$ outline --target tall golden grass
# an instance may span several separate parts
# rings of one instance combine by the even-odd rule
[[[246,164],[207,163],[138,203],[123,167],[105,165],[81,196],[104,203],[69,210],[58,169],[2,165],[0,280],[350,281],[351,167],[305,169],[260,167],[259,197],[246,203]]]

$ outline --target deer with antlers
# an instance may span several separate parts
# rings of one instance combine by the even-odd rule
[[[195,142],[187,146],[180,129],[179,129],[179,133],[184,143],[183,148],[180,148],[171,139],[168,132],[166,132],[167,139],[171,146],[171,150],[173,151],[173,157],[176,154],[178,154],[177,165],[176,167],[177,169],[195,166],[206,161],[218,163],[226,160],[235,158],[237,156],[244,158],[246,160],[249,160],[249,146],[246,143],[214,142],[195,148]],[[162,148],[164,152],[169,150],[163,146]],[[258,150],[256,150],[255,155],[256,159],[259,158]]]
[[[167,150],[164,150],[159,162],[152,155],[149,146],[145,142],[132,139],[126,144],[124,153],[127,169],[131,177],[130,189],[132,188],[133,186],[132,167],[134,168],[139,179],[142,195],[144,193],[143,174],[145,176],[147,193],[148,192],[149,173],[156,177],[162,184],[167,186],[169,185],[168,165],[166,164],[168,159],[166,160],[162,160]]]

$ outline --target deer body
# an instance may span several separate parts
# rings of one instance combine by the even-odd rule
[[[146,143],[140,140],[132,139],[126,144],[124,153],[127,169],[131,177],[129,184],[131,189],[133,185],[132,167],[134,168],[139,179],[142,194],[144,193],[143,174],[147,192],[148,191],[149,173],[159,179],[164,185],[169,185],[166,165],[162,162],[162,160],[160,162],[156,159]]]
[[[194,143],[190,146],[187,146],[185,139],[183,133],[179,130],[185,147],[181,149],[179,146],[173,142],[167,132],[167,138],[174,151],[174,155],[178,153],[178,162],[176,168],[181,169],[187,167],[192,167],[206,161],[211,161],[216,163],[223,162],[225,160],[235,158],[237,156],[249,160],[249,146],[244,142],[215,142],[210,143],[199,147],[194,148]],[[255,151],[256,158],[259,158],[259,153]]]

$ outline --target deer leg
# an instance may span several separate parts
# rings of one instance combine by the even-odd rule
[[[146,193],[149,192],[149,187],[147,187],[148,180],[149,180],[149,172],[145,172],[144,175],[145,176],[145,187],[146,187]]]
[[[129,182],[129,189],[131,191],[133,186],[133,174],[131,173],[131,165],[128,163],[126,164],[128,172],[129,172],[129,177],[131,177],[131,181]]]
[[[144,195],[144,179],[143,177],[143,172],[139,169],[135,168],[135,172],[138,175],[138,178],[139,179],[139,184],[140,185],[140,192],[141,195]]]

※ ※ ※

Exercise requirements:
Write the whole listing out again. Keep every line exactly as it is.

Written response:
$ outline --target tall golden grass
# an instance may span several separate parts
# rings of one instance combine by the even-odd rule
[[[246,164],[207,163],[138,203],[123,167],[105,165],[81,196],[104,203],[69,210],[58,169],[2,165],[0,280],[350,281],[351,167],[305,169],[260,167],[259,197],[246,203]]]

$ outline --target deer with antlers
# an instance may span several separate parts
# rings of one instance combine by the even-odd rule
[[[195,142],[187,146],[180,129],[179,129],[179,133],[184,143],[183,148],[180,148],[171,139],[168,132],[166,132],[167,139],[171,146],[171,150],[173,151],[173,157],[176,154],[178,154],[177,165],[176,167],[177,169],[195,166],[206,161],[218,163],[226,160],[235,158],[237,156],[244,158],[246,160],[249,160],[249,146],[246,143],[214,142],[195,148]],[[162,148],[164,152],[169,150],[163,146]],[[258,150],[256,150],[255,155],[256,159],[259,158]]]
[[[167,150],[164,150],[159,162],[152,155],[149,146],[145,142],[132,139],[126,144],[124,153],[127,169],[131,177],[130,189],[132,188],[133,186],[132,167],[134,168],[139,179],[142,195],[144,193],[143,174],[145,176],[147,193],[148,192],[149,173],[156,177],[162,184],[167,186],[169,185],[168,165],[166,164],[168,159],[166,160],[162,160]]]

$ outline --target deer body
# an instance may span several separate parts
# rings of one instance combine by the even-odd rule
[[[146,143],[140,140],[132,139],[126,144],[124,153],[127,169],[131,177],[129,184],[131,189],[133,185],[132,167],[134,168],[139,179],[142,194],[144,193],[143,174],[147,192],[148,191],[149,173],[159,179],[164,185],[169,185],[166,165],[162,162],[162,160],[160,162],[156,159]]]
[[[194,143],[190,146],[187,146],[185,139],[183,133],[179,130],[185,147],[181,149],[179,146],[173,142],[167,132],[167,138],[174,151],[174,155],[178,153],[178,162],[176,168],[181,169],[187,167],[192,167],[206,161],[211,161],[216,163],[223,162],[225,160],[235,158],[237,156],[249,160],[249,146],[244,142],[215,142],[210,143],[199,147],[194,148]],[[255,151],[256,158],[259,158],[259,153]]]

$ outline --target deer leg
# an instance may span several separate parts
# rings of one instance combine by the even-odd rule
[[[146,193],[149,192],[149,187],[147,187],[148,180],[149,180],[149,172],[145,172],[144,175],[145,176],[145,187],[146,187]]]
[[[129,182],[129,189],[131,191],[133,186],[133,174],[131,173],[131,165],[128,163],[126,164],[128,172],[129,172],[129,177],[131,177],[131,181]]]
[[[144,195],[144,179],[143,177],[143,172],[139,169],[135,168],[135,172],[138,175],[138,178],[139,179],[139,184],[140,185],[140,192],[141,195]]]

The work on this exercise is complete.